◆ Exercise task
Reproduce the lines below from the one that contains "Check that each instance of the gray" through the end, inclusive, and add nothing.

◆ Rows
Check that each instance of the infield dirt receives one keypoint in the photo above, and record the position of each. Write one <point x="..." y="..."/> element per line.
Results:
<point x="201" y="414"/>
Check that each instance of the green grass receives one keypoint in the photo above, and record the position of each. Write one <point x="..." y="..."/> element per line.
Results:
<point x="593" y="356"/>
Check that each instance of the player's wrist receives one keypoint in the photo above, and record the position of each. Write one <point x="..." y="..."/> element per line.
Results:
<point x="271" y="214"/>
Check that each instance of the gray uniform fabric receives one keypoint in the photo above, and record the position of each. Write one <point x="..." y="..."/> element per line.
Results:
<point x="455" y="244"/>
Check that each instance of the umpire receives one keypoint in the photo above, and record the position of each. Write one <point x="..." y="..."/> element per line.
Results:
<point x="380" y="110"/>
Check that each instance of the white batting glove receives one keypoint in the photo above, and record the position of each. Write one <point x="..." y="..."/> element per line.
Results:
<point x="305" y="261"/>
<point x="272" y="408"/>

◆ Solution
Check that each instance of the gray uniform fabric receives one keypoint in the photo above, and record the position of each. Write one <point x="..." y="..."/> element per line.
Results:
<point x="455" y="244"/>
Check that each instance of the umpire receives one keypoint in the photo above, and record the position of each. Write one <point x="..." y="..."/> element per line.
Results:
<point x="380" y="110"/>
Check that each instance of the white batting glove receives one keypoint in the photo above, and record the position of each. Write one <point x="..." y="..."/> element per line.
Results:
<point x="305" y="261"/>
<point x="272" y="408"/>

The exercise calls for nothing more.